Objective
This study aimed to develop machine learning (ML) models to predict HIV status and assessed the factors associated with HIV infection among young men who have sex with men (MSM) under the Universal Health Coverage (UHC) programme in Thailand.
Methods
Young MSM aged 15–24 years who underwent HIV testing through the UHC programme from 2015 to 2022 were included. Data were divided into training (70%) and testing (30%) sets, with the Synthetic Minority Oversampling Technique (SMOTE) applied to address data set imbalance. ML models, including logistic regression, k-nearest neighbour (KNN), random forest, extreme gradient boosting (XGB) and AdaBoost, were used to predict HIV infection.
Results
Among 146 813 young MSM, 11% were diagnosed with HIV. While KNN initially outperformed other ML models, the sensitivity of all models using the original data set was low due to imbalanced data. After applying SMOTE, the XGB model showed the best performance with an accuracy of 0.72, sensitivity of 0.73, specificity of 0.72 and the area under the curve of 0.72. The top predictors of HIV infection were the year of HIV testing (68%), age (55%) and targeted HIV testing (54%).
Discussion
This study demonstrates the potential of ML models, particularly XGB, in predicting HIV infection among young MSM in Thailand under the UHC programme. The application of SMOTE improved model sensitivity, addressing data imbalance and enhancing predictive accuracy.
Conclusions
ML models have the potential to enhance HIV risk assessment and inform targeted prevention strategies for high-risk populations.

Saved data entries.
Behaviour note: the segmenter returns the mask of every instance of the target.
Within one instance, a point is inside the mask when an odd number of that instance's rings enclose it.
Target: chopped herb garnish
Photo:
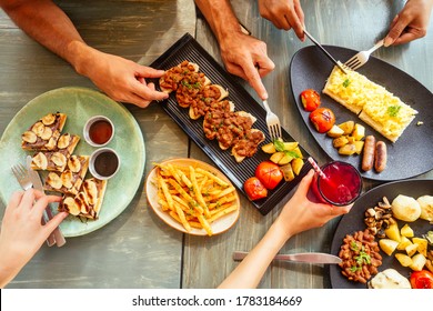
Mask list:
[[[402,107],[401,106],[390,106],[387,108],[387,114],[390,114],[391,117],[396,117],[399,114],[399,111]]]
[[[356,260],[356,263],[360,265],[371,263],[371,257],[364,251],[364,247],[362,247],[360,254],[355,255],[354,259]]]
[[[360,248],[358,247],[358,243],[355,241],[351,242],[351,250],[358,252]]]
[[[361,267],[352,265],[351,272],[355,273],[356,271],[361,270]]]
[[[281,140],[275,139],[273,141],[273,146],[275,146],[276,151],[284,151],[284,142],[282,142]]]

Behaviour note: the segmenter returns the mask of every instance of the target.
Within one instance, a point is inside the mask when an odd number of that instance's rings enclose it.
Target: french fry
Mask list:
[[[203,195],[201,194],[200,189],[199,189],[199,184],[197,183],[197,178],[195,178],[194,168],[191,167],[191,165],[190,165],[190,177],[191,177],[192,190],[194,191],[195,199],[197,199],[197,201],[203,207],[204,215],[205,215],[207,218],[210,218],[211,214],[210,214],[210,212],[209,212],[208,205],[207,205],[207,203],[204,202]]]
[[[161,210],[187,232],[202,229],[212,235],[211,223],[239,209],[235,189],[214,173],[193,165],[155,165]]]
[[[222,187],[229,187],[229,183],[226,183],[225,181],[223,181],[219,177],[214,175],[213,173],[208,172],[207,170],[203,170],[201,168],[197,168],[197,171],[201,172],[202,174],[204,174],[204,175],[207,175],[209,178],[211,178],[212,180],[214,180],[218,184],[220,184]]]
[[[174,209],[174,207],[173,207],[173,198],[171,197],[171,194],[169,192],[169,188],[167,187],[165,180],[163,180],[162,178],[159,178],[158,179],[158,183],[159,183],[159,185],[162,189],[162,193],[165,197],[165,200],[167,200],[167,203],[168,203],[170,210],[173,210]]]
[[[174,208],[175,208],[175,213],[178,214],[181,223],[183,224],[183,227],[185,228],[185,230],[188,232],[191,231],[191,225],[190,223],[187,221],[187,218],[185,218],[185,214],[183,213],[183,210],[181,209],[180,204],[179,203],[174,203]]]
[[[238,209],[236,205],[230,205],[229,208],[225,208],[225,209],[222,209],[220,210],[218,213],[215,213],[214,215],[212,215],[210,219],[209,219],[209,222],[214,222],[216,219],[223,217],[224,214],[228,214],[228,213],[231,213],[233,211],[235,211]]]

How to complete this task. According to the study text, which model showed the best performance after SMOTE was applied?

Result of this exercise. The extreme gradient boosting (XGB) model.